Selected excerpt
= = =

Brandon Jennings is why the NBA needs a true minor league system

Brandon Jennings is looking into doing something high school basketball players should have been doing the moment NBA Commissioner David Stern decreed that the league would increase its minimum age requirement.

The Arizona recruit is considering playing professionally in the Euroleague for a year instead of going to college.

Granted, the reason he’s doing so is because of standardized testing issues, not because he felt slighted by the NBA’s policy not to accept kids straight out of high school.

Jennings sorta feels he’s good enough to play in the NBA now (mentally but not physically, he says). However, the best route to the NBA for American kids appears to be not undermining the established system the NBA and the NCAA have in place: go to school for a year and have some fun, and then hit the (draft) lottery. If you’re good enough, of course.

That appears to be the best route, because, well, anything different than that — now that high schoolers can’t go straight to basketball’s highest league — is uncharted territory.

Speaking as a fan, I don’t mind the idea of an age limit in the NBA. I agree with the idea that college ball puts players in a position to be smarter and better-developed players when they make themselves draft-eligible. I also think that tends to lead to better overall basketball once they get to the league.

NBA-ready high schoolers like LeBron James are one-in-a-zillion. There have been plenty of high school-to-NBA all-out busts, but even many of the prep-to-pro successes like Kobe Bryant and Kevin Garnett weren’t initially that great when they hit the league. Good? For the most part. Acceptable? Absolutely. Great? Not by a long shot. They developed to who they are now on the job.

However, speaking as a person, I hate the idea of an age limit in the NBA. If a person can go make a living as a professional basketball player, and they’ve shown they’re capable of doing so — even if at only the high school level — why shouldn’t they be allowed to?

= = =

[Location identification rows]
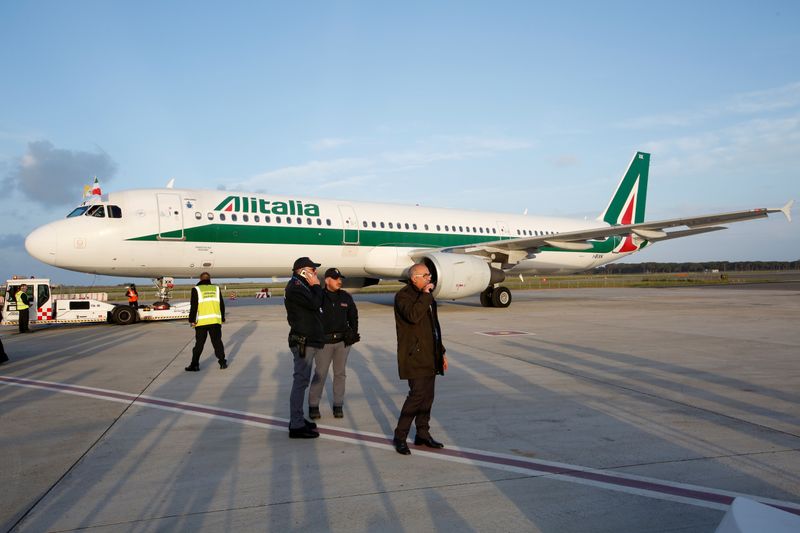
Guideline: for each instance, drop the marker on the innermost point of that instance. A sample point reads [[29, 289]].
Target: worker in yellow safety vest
[[23, 306], [206, 315]]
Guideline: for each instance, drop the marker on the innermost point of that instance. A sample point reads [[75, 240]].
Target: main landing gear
[[496, 297]]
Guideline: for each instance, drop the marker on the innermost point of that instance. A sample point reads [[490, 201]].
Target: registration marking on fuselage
[[643, 486]]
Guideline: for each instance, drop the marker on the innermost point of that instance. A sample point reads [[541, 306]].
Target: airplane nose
[[42, 244]]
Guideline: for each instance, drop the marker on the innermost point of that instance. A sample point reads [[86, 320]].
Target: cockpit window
[[96, 211], [78, 211]]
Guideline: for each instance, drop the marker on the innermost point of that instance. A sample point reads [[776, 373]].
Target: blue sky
[[502, 106]]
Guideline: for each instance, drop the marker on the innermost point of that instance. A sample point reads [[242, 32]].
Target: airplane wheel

= = =

What is asked
**A.** Write out the stretch of the article on the NBA age limit from "However, speaking as" through "be allowed to?", word for word.
**B.** Give again, word for word, the stretch of the rows from the line containing "reads [[490, 201]]." through the end of the rows.
The article and the rows have nothing to do with each other.

Full solutions
**A.**
However, speaking as a person, I hate the idea of an age limit in the NBA. If a person can go make a living as a professional basketball player, and they’ve shown they’re capable of doing so — even if at only the high school level — why shouldn’t they be allowed to?

**B.**
Guideline: for each instance, drop the marker on the innermost point of that instance. A sample point reads [[490, 201]].
Target: registration marking on fuselage
[[643, 486]]
Guideline: for each instance, drop the marker on the innermost point of that instance. A sample point reads [[541, 306]].
Target: airplane nose
[[42, 244]]
Guideline: for each instance, drop the marker on the innermost point of that instance. A sample point reads [[86, 320]].
Target: cockpit window
[[96, 211], [78, 211]]
Guideline: for each instance, drop the marker on the innermost point of that instance. A sample point reads [[776, 373]].
Target: blue sky
[[502, 106]]
Guideline: for each instance, drop the marker on the innermost point of that instance. A sample point reads [[242, 32]].
Target: airplane wheel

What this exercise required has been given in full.